+++ EXCERPTED DATA +++

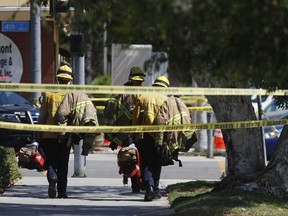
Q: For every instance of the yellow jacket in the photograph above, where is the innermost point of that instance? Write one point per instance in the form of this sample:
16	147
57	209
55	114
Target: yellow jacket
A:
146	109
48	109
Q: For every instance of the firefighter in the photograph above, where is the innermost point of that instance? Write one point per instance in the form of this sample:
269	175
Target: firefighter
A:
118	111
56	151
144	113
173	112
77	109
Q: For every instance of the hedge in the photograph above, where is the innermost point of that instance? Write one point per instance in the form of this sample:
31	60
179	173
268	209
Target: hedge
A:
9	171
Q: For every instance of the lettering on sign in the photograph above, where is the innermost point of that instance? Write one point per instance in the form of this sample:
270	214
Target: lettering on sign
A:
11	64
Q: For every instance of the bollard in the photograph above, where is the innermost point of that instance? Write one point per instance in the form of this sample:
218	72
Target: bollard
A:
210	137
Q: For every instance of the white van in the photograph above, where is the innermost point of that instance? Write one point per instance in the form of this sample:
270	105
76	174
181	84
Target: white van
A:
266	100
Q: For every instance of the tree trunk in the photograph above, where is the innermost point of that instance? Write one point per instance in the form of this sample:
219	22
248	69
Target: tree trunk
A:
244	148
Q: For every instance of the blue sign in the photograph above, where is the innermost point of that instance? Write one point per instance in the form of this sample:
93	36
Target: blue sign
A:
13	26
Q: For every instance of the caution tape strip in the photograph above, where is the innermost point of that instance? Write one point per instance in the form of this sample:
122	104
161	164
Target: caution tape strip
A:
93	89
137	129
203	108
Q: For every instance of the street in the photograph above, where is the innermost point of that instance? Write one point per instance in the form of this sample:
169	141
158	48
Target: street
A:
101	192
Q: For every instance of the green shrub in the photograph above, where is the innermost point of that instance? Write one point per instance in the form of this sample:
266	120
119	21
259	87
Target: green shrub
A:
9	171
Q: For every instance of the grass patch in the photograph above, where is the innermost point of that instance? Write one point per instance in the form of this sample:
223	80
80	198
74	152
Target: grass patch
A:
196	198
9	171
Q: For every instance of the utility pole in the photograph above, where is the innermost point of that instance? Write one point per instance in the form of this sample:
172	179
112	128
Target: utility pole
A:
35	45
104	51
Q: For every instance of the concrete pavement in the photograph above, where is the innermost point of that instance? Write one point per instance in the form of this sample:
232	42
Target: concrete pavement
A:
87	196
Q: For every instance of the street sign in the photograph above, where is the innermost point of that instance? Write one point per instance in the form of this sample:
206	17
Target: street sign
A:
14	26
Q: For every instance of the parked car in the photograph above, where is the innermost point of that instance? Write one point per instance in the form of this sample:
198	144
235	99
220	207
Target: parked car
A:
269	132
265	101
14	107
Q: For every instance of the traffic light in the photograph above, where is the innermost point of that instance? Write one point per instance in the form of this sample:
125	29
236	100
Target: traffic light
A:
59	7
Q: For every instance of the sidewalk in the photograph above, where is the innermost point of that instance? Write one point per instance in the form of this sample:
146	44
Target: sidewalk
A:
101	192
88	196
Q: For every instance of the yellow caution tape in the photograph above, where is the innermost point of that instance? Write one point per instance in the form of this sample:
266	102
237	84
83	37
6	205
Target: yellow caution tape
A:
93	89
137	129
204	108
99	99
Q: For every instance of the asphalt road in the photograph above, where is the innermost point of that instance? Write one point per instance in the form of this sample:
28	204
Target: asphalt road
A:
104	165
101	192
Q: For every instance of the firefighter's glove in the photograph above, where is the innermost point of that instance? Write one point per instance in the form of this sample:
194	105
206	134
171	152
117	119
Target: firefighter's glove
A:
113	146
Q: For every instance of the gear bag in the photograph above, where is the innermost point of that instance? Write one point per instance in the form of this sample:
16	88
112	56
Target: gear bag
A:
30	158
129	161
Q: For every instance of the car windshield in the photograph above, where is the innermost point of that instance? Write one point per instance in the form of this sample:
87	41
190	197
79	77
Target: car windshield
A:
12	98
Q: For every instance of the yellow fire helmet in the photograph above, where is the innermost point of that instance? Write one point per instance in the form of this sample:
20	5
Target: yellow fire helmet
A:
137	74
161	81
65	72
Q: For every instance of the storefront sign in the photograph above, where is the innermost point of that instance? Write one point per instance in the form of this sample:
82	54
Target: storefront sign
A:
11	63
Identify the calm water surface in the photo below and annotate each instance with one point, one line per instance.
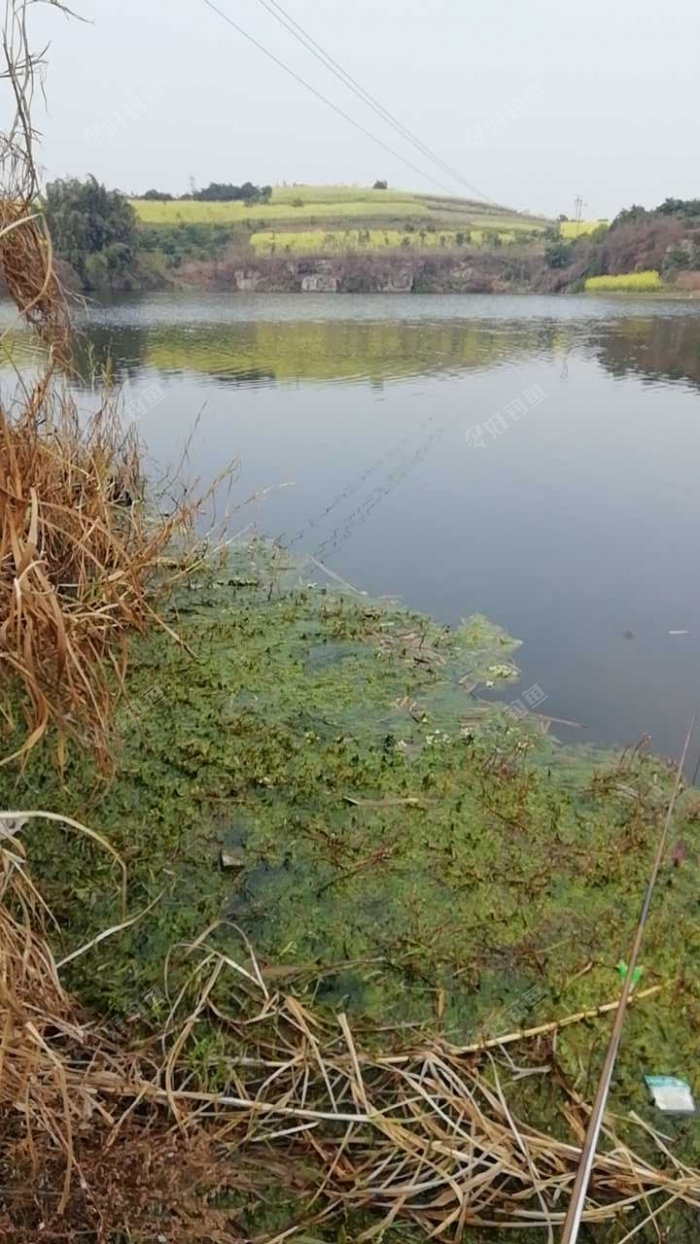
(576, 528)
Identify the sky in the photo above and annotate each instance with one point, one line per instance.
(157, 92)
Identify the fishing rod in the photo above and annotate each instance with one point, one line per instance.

+++

**ABOUT THIS EXERCISE**
Each line above where the word "firefighter" occurs should be copied out.

**RESPONSE TO THIS TASK**
Q: For every instance of the firefighter in the photograph above, where is the innermost point of that instance? Write one point per instance in the form of this sample:
Target: firefighter
Q: For every instance of the firefighter's glove in the photograph above, where is the innermost point of that instance? Write one point per instance in the form of this sample:
Target: firefighter's glove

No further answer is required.